PROVIDED TEXT:
Clean up those gutters

Between the buildup of dirt, debris, and falling leaves, it's almost too easy for your gutters, downspouts, and eavestroughs to become clogged. Blocked gutters can lead to damaged exteriors, rust and corrosion, and freezing and cracking when the snow starts to arrive. Fall is the perfect time to clean them before your roof becomes too slippery and mud starts to harden. If you want an easy tip, try using an old plastic spatula to clean the gutters. It avoids scratching, contours to the shape of the gutter and grime can wipe right off of it too! And while you're up there, take a look for any damaged shingles that you might need to replace.

Drain outdoor faucets

Close any shut-off valves and open your outside faucets to help drain the lines. This also goes for any hoses or sprinklers. If there is any water remaining in the lines, it can freeze, expand, and can even burst and cause serious damage. Depending on how much water was in the lines, you might not even notice until next spring. As for hoses, once drained you can curl them up and find a place to store them away such as the garage or shed.

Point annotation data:
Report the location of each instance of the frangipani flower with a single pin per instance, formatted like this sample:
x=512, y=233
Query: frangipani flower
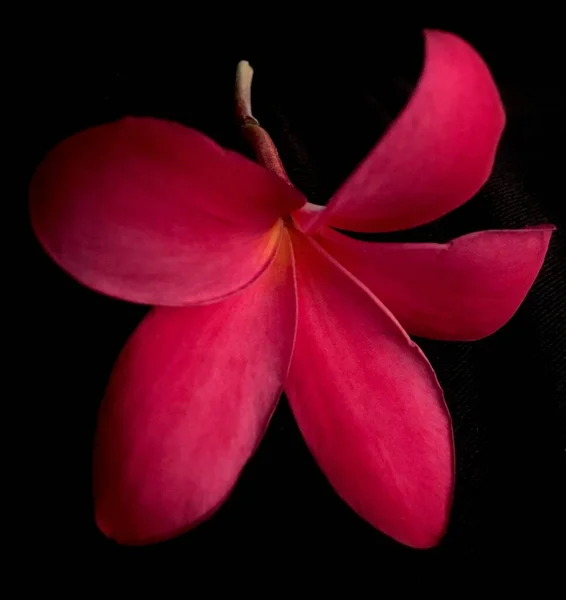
x=256, y=294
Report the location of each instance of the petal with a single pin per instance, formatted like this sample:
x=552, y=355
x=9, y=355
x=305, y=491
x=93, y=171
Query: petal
x=154, y=212
x=436, y=155
x=369, y=404
x=463, y=290
x=187, y=404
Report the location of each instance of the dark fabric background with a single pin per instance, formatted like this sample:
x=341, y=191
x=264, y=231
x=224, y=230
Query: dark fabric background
x=325, y=103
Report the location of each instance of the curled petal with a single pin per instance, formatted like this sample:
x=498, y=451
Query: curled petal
x=153, y=212
x=464, y=290
x=368, y=404
x=187, y=404
x=436, y=155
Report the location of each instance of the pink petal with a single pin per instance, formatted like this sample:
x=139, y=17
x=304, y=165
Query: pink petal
x=188, y=402
x=369, y=404
x=463, y=290
x=153, y=212
x=435, y=156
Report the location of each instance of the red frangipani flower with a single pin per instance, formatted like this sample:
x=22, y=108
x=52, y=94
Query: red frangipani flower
x=256, y=295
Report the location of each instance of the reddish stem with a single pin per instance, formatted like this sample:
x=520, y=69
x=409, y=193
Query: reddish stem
x=258, y=138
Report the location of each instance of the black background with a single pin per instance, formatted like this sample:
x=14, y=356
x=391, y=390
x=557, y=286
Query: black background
x=325, y=100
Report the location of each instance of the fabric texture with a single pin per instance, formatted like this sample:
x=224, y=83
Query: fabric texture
x=505, y=393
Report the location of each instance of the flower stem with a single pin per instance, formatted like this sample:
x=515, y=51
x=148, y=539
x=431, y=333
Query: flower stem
x=256, y=136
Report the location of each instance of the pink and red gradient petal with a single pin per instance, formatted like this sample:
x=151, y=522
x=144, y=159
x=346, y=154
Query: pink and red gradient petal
x=154, y=212
x=464, y=290
x=435, y=156
x=188, y=402
x=368, y=404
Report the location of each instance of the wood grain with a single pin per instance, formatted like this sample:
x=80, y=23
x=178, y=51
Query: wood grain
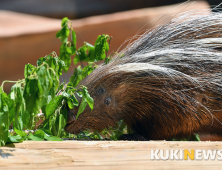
x=100, y=155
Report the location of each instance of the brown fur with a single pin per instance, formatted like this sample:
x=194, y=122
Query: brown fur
x=178, y=101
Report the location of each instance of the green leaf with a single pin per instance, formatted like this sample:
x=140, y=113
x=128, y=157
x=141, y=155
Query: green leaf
x=88, y=69
x=73, y=48
x=53, y=105
x=4, y=118
x=20, y=132
x=40, y=61
x=31, y=95
x=74, y=37
x=76, y=77
x=65, y=55
x=70, y=103
x=82, y=53
x=64, y=21
x=76, y=59
x=58, y=34
x=29, y=69
x=91, y=53
x=89, y=99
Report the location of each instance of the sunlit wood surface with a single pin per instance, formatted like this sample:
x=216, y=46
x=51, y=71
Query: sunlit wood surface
x=100, y=155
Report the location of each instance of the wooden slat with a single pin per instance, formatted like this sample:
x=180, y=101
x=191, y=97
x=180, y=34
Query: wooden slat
x=100, y=155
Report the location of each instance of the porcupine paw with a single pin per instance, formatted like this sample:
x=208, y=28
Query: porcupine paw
x=132, y=137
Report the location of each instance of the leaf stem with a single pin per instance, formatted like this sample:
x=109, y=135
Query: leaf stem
x=8, y=81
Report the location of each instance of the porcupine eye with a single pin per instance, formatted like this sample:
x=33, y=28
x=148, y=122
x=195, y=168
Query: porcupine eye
x=107, y=101
x=100, y=91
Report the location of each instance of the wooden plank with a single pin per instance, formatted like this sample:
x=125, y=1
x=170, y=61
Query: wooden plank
x=100, y=155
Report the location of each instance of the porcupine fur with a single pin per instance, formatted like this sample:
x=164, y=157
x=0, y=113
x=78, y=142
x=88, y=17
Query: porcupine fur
x=167, y=84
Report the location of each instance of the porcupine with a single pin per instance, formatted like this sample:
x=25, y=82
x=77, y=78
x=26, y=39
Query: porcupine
x=167, y=84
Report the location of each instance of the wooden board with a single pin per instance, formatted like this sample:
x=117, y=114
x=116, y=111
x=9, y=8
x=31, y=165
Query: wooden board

SHORT PROBLEM:
In the home maintenance text, reproduce word for word the passage starting at "Close any shut-off" and ending at "garage or shed.".

OUTPUT OF THE TASK:
Close any shut-off valves and open your outside faucets to help drain the lines. This also goes for any hoses or sprinklers. If there is any water remaining in the lines, it can freeze, expand, and can even burst and cause serious damage. Depending on how much water was in the lines, you might not even notice until next spring. As for hoses, once drained you can curl them up and find a place to store them away such as the garage or shed.